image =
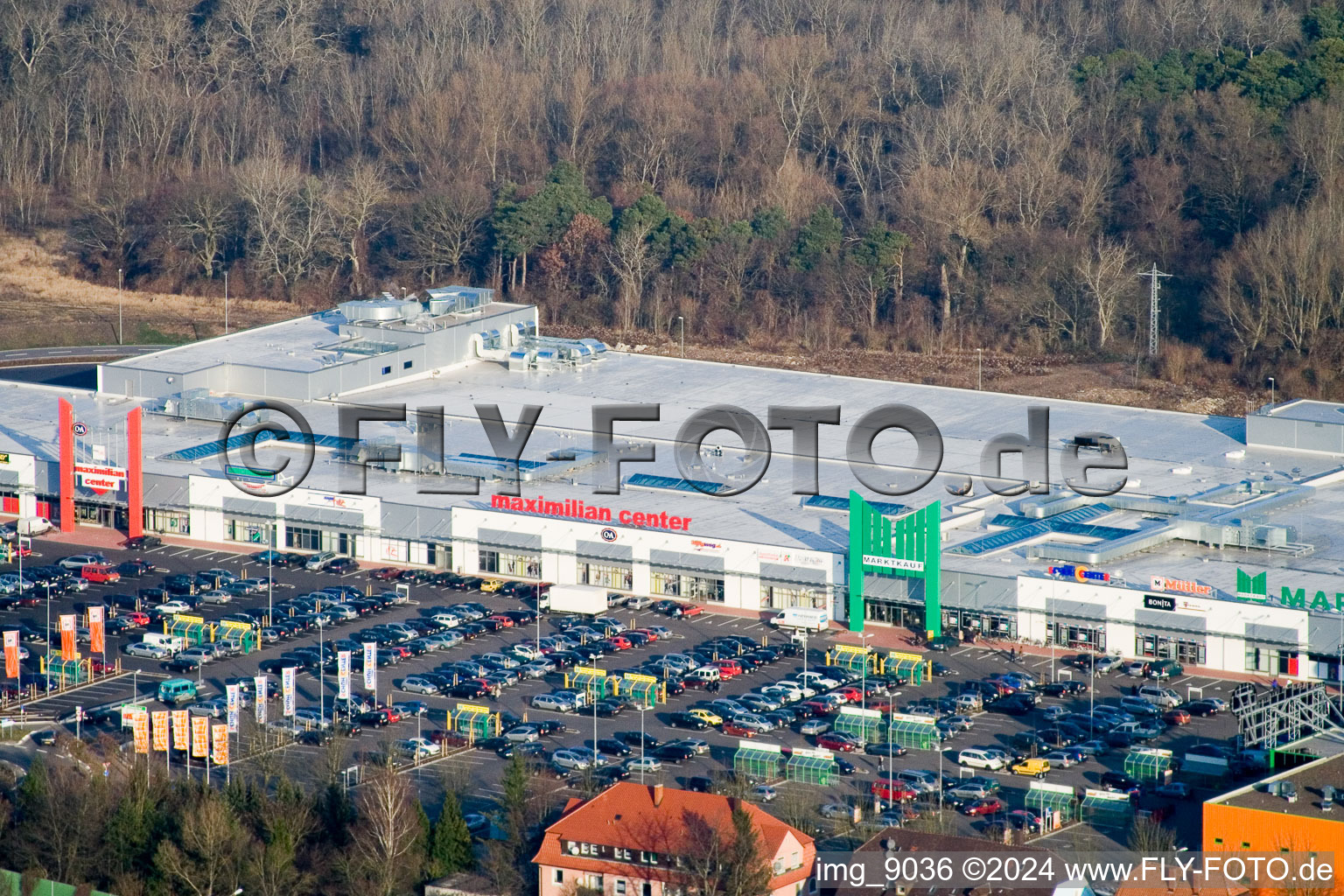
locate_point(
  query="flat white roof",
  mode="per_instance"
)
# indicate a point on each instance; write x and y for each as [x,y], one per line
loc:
[1170,453]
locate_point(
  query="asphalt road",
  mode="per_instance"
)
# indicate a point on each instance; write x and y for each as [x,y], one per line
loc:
[60,352]
[484,768]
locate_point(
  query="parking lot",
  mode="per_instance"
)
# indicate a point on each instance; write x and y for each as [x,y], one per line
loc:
[484,767]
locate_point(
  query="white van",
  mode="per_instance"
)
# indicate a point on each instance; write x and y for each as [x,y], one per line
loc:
[980,760]
[802,618]
[32,526]
[172,642]
[1164,697]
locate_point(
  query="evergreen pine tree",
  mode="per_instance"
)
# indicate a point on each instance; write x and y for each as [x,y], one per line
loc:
[449,843]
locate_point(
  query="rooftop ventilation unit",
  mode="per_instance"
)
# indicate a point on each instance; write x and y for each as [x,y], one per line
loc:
[378,309]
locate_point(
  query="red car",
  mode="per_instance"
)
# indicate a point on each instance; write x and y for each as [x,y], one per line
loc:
[451,738]
[727,668]
[987,806]
[100,572]
[837,742]
[892,792]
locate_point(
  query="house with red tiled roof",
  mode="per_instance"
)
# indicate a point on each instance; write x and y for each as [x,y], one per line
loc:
[636,840]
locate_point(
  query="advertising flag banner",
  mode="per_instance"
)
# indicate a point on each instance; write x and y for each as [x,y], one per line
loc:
[140,728]
[261,684]
[200,737]
[286,687]
[233,703]
[11,654]
[67,639]
[370,665]
[220,755]
[160,732]
[97,632]
[180,723]
[343,672]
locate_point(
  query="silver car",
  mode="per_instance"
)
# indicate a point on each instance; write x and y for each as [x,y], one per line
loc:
[570,760]
[554,703]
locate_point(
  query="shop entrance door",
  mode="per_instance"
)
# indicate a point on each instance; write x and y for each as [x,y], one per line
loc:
[882,612]
[90,514]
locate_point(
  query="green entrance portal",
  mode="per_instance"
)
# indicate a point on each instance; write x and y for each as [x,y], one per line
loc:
[910,546]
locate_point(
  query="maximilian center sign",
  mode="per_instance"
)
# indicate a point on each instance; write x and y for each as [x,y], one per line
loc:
[1256,587]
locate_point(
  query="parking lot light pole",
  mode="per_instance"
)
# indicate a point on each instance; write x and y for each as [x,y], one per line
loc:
[321,673]
[641,743]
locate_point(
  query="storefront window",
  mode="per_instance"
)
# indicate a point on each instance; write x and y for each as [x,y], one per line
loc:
[1276,662]
[170,522]
[676,584]
[1081,637]
[780,597]
[606,577]
[301,539]
[248,531]
[1183,650]
[523,566]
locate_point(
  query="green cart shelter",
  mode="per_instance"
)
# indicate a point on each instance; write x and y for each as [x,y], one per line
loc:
[857,660]
[594,682]
[913,732]
[757,762]
[241,635]
[912,667]
[1148,765]
[66,672]
[810,767]
[192,629]
[863,724]
[474,722]
[1102,808]
[644,690]
[1060,800]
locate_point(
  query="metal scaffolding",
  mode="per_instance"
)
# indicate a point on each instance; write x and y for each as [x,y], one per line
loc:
[1277,717]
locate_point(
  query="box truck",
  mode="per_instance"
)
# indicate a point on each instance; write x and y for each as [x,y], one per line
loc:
[578,598]
[802,618]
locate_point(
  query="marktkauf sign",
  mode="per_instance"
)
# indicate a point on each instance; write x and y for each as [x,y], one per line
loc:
[1256,589]
[892,564]
[101,479]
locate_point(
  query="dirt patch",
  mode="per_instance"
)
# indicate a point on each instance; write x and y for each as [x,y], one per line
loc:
[40,305]
[1057,378]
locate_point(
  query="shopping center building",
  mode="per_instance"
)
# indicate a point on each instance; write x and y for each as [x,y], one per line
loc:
[1221,550]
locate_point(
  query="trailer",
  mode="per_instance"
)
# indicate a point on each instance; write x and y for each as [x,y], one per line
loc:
[802,618]
[578,598]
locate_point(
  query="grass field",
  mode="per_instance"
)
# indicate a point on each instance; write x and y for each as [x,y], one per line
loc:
[43,306]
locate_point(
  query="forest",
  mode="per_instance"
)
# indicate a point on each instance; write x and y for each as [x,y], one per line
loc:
[138,832]
[906,175]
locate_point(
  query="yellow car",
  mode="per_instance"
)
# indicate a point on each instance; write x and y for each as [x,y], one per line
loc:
[707,717]
[1035,767]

-*-

• [WORK INSTRUCTIONS] Copy out the data above exactly, except the pictures.

• [COMPLETE OUTPUT]
image =
locate_point(
  query="flat white roof",
  mode="per_instance"
)
# indicate a point on each instance; write x and y for each as [x,y], one per line
loc:
[1170,453]
locate_point(
  query="asphalt road",
  mode="per_instance"
)
# indicate a point on each instance; write x and y for each as [x,y], one per line
loc:
[60,352]
[484,768]
locate_point(
  query="parking lot",
  mode="per_instance"
)
# indicate a point on each instance; write x and y for each as [x,y], one per line
loc:
[484,767]
locate_point(
  query="white van",
  mode="per_instance"
)
# indicate a point on each instance; write x and y for each as [x,y], one per line
loc:
[980,760]
[802,618]
[32,526]
[172,642]
[1164,697]
locate_point(
  query="evergreen pine tree",
  mode="per_instance"
)
# indicate a point on each instance; write x and y for each as [x,y], one per line
loc:
[449,843]
locate_point(
  query="rooftop ventilation unit",
  mode="per_instance"
)
# indicate a point on each instance; write x and y for each as [x,y], one per line
loc:
[378,309]
locate_point(
  query="red car",
  mode="per_instance"
)
# indicate a point on each instance; write x and y for each as [x,y], one per line
loc:
[451,738]
[727,668]
[987,806]
[100,572]
[837,742]
[892,792]
locate_point(
  query="house with red tiled roof",
  mode="per_instance"
)
# indicate a point on each instance; write x and y for each as [x,y], one per line
loc:
[636,840]
locate_point(
  query="advertising flag banner",
  mode="per_instance"
)
# indicate a point on each instance; write x and y for each as [x,y], one per line
loc:
[140,728]
[261,684]
[200,737]
[286,687]
[233,703]
[11,654]
[67,639]
[370,665]
[220,755]
[160,732]
[97,632]
[180,723]
[343,672]
locate_point(
  query="silver car",
  mode="per_instance"
)
# indicate a point on each instance; write x and y for each as [x,y], one per line
loc:
[570,760]
[554,703]
locate_point(
  query="shop entrance door",
  mode="per_instance"
)
# indicate a point on each instance; write x and y for each as [x,y], one per line
loc:
[882,612]
[90,514]
locate_point(
  query="green entrance portal",
  mode="per_instance"
)
# indicate a point on each instance; write x and y for each as [x,y], one per line
loc:
[910,546]
locate_point(
  query="maximilian center sign",
  mode="per_instance"
)
# indicate a point on each instance; write x and y for each as [x,y], one per line
loc:
[1256,587]
locate_point(
  query="parking lot light pole",
  mode="per_instance"
)
# indicate a point on each instance; write x and y for each as [x,y], one per line
loc:
[321,673]
[641,743]
locate_point(
  query="storefront window",
  mode="per_instance"
)
# indicate a point on each instance; write x and y for each as [x,y], one per line
loc:
[1276,662]
[170,522]
[676,584]
[1081,637]
[780,597]
[606,577]
[301,539]
[248,531]
[1183,650]
[523,566]
locate_point(
  query="green cart shelter",
  mode="per_instance"
)
# indicate a point on each instance; write x and y for each as [x,y], one per line
loc:
[857,660]
[594,682]
[913,732]
[757,762]
[241,635]
[912,667]
[1148,765]
[66,672]
[810,767]
[192,629]
[863,724]
[474,722]
[1102,808]
[644,690]
[1060,800]
locate_point(
  query="metal scaffolding",
  mode="per_instance"
)
# indicate a point on each instance; write x and y for each as [x,y], one per line
loc:
[1277,717]
locate_point(
  query="box truck",
  mode="per_instance"
)
# indicate a point on each instance; write x and y for each as [x,y], one per line
loc:
[578,598]
[802,618]
locate_point(
  query="marktkauf sign",
  mode="per_instance"
)
# indicate a point on each instance; write x and y for each as [x,y], one per line
loc:
[1256,589]
[892,564]
[101,479]
locate_point(
  query="dirt patch",
  mode="per_instance"
)
# indicate a point on each instance; write x and y for each as [x,y], one per line
loc:
[40,305]
[1057,378]
locate_point(
  query="shopping center building",
  mode="per_instance"
)
# indicate a point on each instance; write x and y for each as [x,y], one per line
loc:
[1221,550]
locate_point(
  query="trailer",
  mode="per_instance"
)
# indicate a point on each instance; write x and y for each as [x,y], one per line
loc:
[802,618]
[578,598]
locate_point(
  query="grass field",
  mode="per_instance"
)
# indicate a point on each instance; write x and y for each as [x,y], one per line
loc:
[43,306]
locate_point(
  query="forest",
  mode="per_instance"
)
# indicate a point on each instance; write x and y for each as [x,y], one per line
loc:
[138,832]
[906,175]
locate_point(
  query="yellow car",
  mode="per_instance"
)
# indicate a point on each instance; write x and y for each as [x,y], one per line
loc:
[707,717]
[1035,767]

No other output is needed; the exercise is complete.